▸ **Required work**
Precise copying is required. Return the data below in full.

[Collection entries]
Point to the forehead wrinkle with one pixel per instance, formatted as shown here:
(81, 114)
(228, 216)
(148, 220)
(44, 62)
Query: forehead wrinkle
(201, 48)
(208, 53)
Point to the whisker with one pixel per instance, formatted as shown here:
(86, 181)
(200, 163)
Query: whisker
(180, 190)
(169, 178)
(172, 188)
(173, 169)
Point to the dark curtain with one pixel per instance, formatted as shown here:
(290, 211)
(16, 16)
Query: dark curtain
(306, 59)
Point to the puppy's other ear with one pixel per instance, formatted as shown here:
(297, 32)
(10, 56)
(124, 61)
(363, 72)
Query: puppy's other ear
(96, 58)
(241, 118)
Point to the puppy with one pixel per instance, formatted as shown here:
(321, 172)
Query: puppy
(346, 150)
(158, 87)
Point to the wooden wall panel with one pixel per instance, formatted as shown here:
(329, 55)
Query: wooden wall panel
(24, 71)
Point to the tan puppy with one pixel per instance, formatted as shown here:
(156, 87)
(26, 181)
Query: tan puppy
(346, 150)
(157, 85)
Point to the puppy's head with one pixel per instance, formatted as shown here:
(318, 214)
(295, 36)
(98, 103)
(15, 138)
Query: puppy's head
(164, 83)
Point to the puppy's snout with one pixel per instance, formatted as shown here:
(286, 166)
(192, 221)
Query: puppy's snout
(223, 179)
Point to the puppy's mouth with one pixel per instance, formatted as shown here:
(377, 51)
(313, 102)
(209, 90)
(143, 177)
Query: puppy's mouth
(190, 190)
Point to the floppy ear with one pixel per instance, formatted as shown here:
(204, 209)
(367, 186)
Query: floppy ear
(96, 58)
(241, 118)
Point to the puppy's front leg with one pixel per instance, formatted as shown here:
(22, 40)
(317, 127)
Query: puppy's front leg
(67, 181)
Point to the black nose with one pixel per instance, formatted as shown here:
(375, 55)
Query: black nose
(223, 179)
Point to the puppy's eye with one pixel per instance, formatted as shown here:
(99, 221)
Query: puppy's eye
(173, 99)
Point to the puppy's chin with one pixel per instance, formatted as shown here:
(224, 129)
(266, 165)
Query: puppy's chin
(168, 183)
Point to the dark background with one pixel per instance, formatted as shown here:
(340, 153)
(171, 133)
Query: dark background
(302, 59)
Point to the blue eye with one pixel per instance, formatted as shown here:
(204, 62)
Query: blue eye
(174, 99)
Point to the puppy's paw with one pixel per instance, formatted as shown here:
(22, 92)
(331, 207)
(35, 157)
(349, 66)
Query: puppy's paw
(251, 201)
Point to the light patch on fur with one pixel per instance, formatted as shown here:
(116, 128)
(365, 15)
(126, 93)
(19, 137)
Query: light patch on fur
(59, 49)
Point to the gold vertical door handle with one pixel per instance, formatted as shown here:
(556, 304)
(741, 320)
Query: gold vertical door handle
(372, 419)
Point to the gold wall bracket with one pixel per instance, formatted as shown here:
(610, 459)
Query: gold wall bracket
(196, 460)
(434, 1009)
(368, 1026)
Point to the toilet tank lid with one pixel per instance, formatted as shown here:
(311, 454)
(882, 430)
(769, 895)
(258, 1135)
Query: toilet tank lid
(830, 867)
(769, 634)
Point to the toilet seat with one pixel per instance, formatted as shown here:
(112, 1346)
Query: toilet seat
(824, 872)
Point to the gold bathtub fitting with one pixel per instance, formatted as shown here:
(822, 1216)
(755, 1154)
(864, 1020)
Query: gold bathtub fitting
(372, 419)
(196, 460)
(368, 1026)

▸ **Result of the task**
Point to the forehead wrinkle with one pixel per instance, formatted as shown here:
(81, 114)
(228, 216)
(148, 220)
(44, 62)
Query: forehead wrinkle
(201, 48)
(208, 53)
Point to the whisker with one pixel per instance, formatted as shown here:
(86, 181)
(200, 163)
Query: whisker
(180, 190)
(169, 178)
(172, 188)
(173, 169)
Point to the dark curtain with one pixel per instance, formatted as shown here:
(290, 211)
(16, 16)
Query: dark curtain
(306, 59)
Point to the puppy's other ear with one pixel per instance, formatted as shown here:
(297, 32)
(10, 56)
(124, 61)
(363, 72)
Query: puppy's other ear
(96, 58)
(241, 118)
Point to the puppy with one pixel per instance, formatted as shown here:
(321, 172)
Query: puppy
(346, 150)
(158, 87)
Point to the wooden wall panel with one pixel per instance, formatted as shown here:
(329, 55)
Query: wooden wall panel
(24, 71)
Point to the tan puppy with one pixel per instance, formatted as shown here:
(156, 87)
(26, 181)
Query: tan puppy
(346, 150)
(157, 85)
Point to the puppy's head with one pixel per instance, formatted as shown here:
(318, 214)
(295, 36)
(98, 103)
(15, 138)
Query: puppy's head
(164, 83)
Point to the puppy's snout with one pixel per instance, formatted as shown here:
(286, 166)
(192, 221)
Query: puppy's snout
(223, 179)
Point to the puppy's mouth with one pixel per instance, formatted as shown here:
(377, 51)
(313, 102)
(209, 90)
(143, 177)
Query: puppy's mouth
(190, 190)
Point to the floppy ear with one pixel per instance, formatted as shown here:
(204, 209)
(367, 186)
Query: floppy ear
(96, 58)
(241, 118)
Point to the puppy's front leg with one pixel per instance, formatted as shown here:
(22, 40)
(317, 127)
Query: puppy's front leg
(67, 181)
Point to the black nose with one pixel per instance, formatted as shown here:
(375, 55)
Query: black nose
(223, 179)
Point to the puppy's eye with one pixel per instance, formatted as shown here:
(99, 221)
Query: puppy's eye
(173, 99)
Point to the puppy's chin with one pixel per instance, formatted as shown here:
(224, 129)
(266, 165)
Query: puppy's chin
(168, 183)
Point to the dark background with one pixel per instance, formatted as shown here:
(340, 153)
(171, 133)
Query: dark background
(302, 59)
Point to the blue eye with one pixel per instance, formatted as shown here:
(204, 62)
Query: blue eye
(174, 99)
Point to the puppy's paw with one pixel per instance, formatted as shown here:
(22, 92)
(331, 207)
(35, 157)
(349, 66)
Query: puppy's paw
(251, 201)
Point to the light patch on fur with one pixel per instance, formatted as shown here:
(116, 128)
(365, 15)
(126, 93)
(19, 137)
Query: light patch on fur
(59, 49)
Point to the gold vertical door handle with one pixel per instance, formatted as shown here:
(556, 304)
(741, 320)
Query: gold vertical door handle
(372, 419)
Point to the gold wall bracket with one pixel per instance, formatted as shown here:
(610, 459)
Query: gold wall bracket
(196, 460)
(434, 1009)
(368, 1026)
Point to the toilet tank lid with one pixel per instance, formatted as shown here:
(311, 454)
(882, 430)
(769, 895)
(258, 1135)
Query: toilet tank lid
(830, 867)
(769, 634)
Point to the toilet seat with one pixel per instance, formatted as shown here:
(112, 1346)
Query: toilet seat
(824, 872)
Point to the gold bathtub fitting with one pixel per instance, formatted as shown here:
(822, 1216)
(755, 1154)
(864, 1020)
Query: gold bathtub fitting
(372, 419)
(196, 460)
(368, 1026)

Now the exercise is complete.